• **SELECTED TEXT**

#####

Press
Full scale recreation of ancient chapel
JAMAICA — Tucked into the hills of Jamaica is a small dome-roofed house made of stone and brick that was built because of the religious aspirations of Don and Mary Tarinelli.
The structure is the only known to-scale replica of what Christians and Muslims believe to be the last home of Jesus’ mother Mary in Ephesus, Turkey.
According to “The Acts of the Apostles,” a book in the New Testament of the Bible, after the death of Jesus Christ, St. John took Mary to Asia Minor, now Turkey, and built a home for her in the mountains where she would be safe from persecution.
Ruins of the house were discovered in Ephesus in the middle of the 19th century and declared to be where Mary lived the final years of her life. Shortly after the discovery the house was reconstructed.
Saturday the Archbishop of Izmir, Turkey, Guiseppe Bernardini blessed the walls and the altar of the replica with holy water and the four-year construction project officially became a holy place.
Bishop Salvatore Matano could not attend the ceremony on Saturday.
“From the altar looking out at the mountains going down looks exactly like Ephesus,” Bernardini said.
The replica of Mary’s last home is now part of the Our Lady of Ephesus House of Prayer started by Don and Mary Tarinelli some 15 years ago in a converted barn up the road from the replica site.
“It’s for anyone of any denomination to say ‘Stop the world I have to get off and say thank you’,” she said.
Mary Tarinelli said when Bernardini was visiting the house of prayer in Jamaica in 2001 he suggested that a replica be built on the property and when he returned to Turkey he sent the blueprints.
“We said, ‘Uh-oh, he’s serious’,” she said.
Greg Brown, the mason who built the replica, traveled to Ephesus with Don and Mary Tarinelli in 2002 to see the reconstruction of the original.
Brown said the armed guards circling the property made taking measurements difficult. “Don and Mary were on watch while I measured the altar and climbed up on the roof. The blueprints are on a napkin basically,” he said. “It was a sneaky operation, but for the most part it is exact,” he said.
Brown said though the design was simple physics the domed roof did not suit Vermont snowfalls, so they pitched the domes to outer drain tiles.

#####

Copy out, word for word, the whole article above about the replica of Mary's last home.

• **COLLECTED DATA**

#####

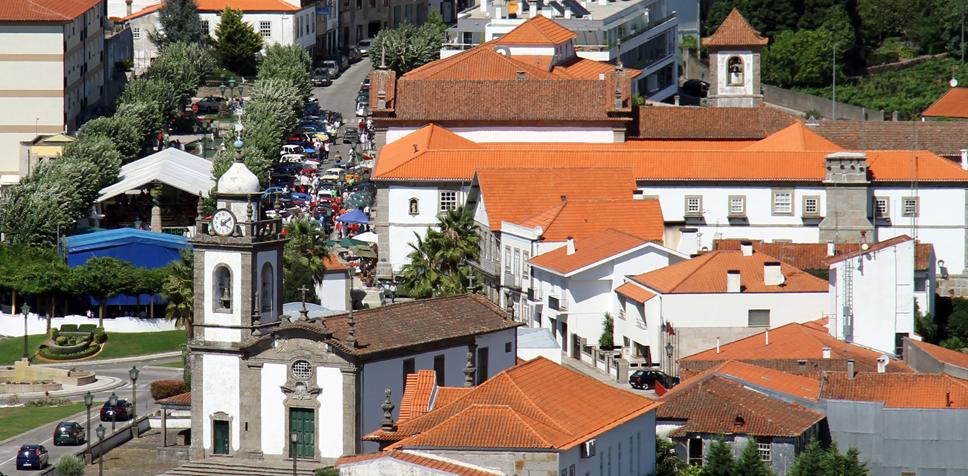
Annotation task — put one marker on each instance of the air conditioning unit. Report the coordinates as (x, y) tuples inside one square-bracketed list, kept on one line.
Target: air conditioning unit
[(588, 449)]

#####

• **EXPECTED ANSWER**
Press
Full scale recreation of ancient chapel
JAMAICA — Tucked into the hills of Jamaica is a small dome-roofed house made of stone and brick that was built because of the religious aspirations of Don and Mary Tarinelli.
The structure is the only known to-scale replica of what Christians and Muslims believe to be the last home of Jesus’ mother Mary in Ephesus, Turkey.
According to “The Acts of the Apostles,” a book in the New Testament of the Bible, after the death of Jesus Christ, St. John took Mary to Asia Minor, now Turkey, and built a home for her in the mountains where she would be safe from persecution.
Ruins of the house were discovered in Ephesus in the middle of the 19th century and declared to be where Mary lived the final years of her life. Shortly after the discovery the house was reconstructed.
Saturday the Archbishop of Izmir, Turkey, Guiseppe Bernardini blessed the walls and the altar of the replica with holy water and the four-year construction project officially became a holy place.
Bishop Salvatore Matano could not attend the ceremony on Saturday.
“From the altar looking out at the mountains going down looks exactly like Ephesus,” Bernardini said.
The replica of Mary’s last home is now part of the Our Lady of Ephesus House of Prayer started by Don and Mary Tarinelli some 15 years ago in a converted barn up the road from the replica site.
“It’s for anyone of any denomination to say ‘Stop the world I have to get off and say thank you’,” she said.
Mary Tarinelli said when Bernardini was visiting the house of prayer in Jamaica in 2001 he suggested that a replica be built on the property and when he returned to Turkey he sent the blueprints.
“We said, ‘Uh-oh, he’s serious’,” she said.
Greg Brown, the mason who built the replica, traveled to Ephesus with Don and Mary Tarinelli in 2002 to see the reconstruction of the original.
Brown said the armed guards circling the property made taking measurements difficult. “Don and Mary were on watch while I measured the altar and climbed up on the roof. The blueprints are on a napkin basically,” he said. “It was a sneaky operation, but for the most part it is exact,” he said.
Brown said though the design was simple physics the domed roof did not suit Vermont snowfalls, so they pitched the domes to outer drain tiles.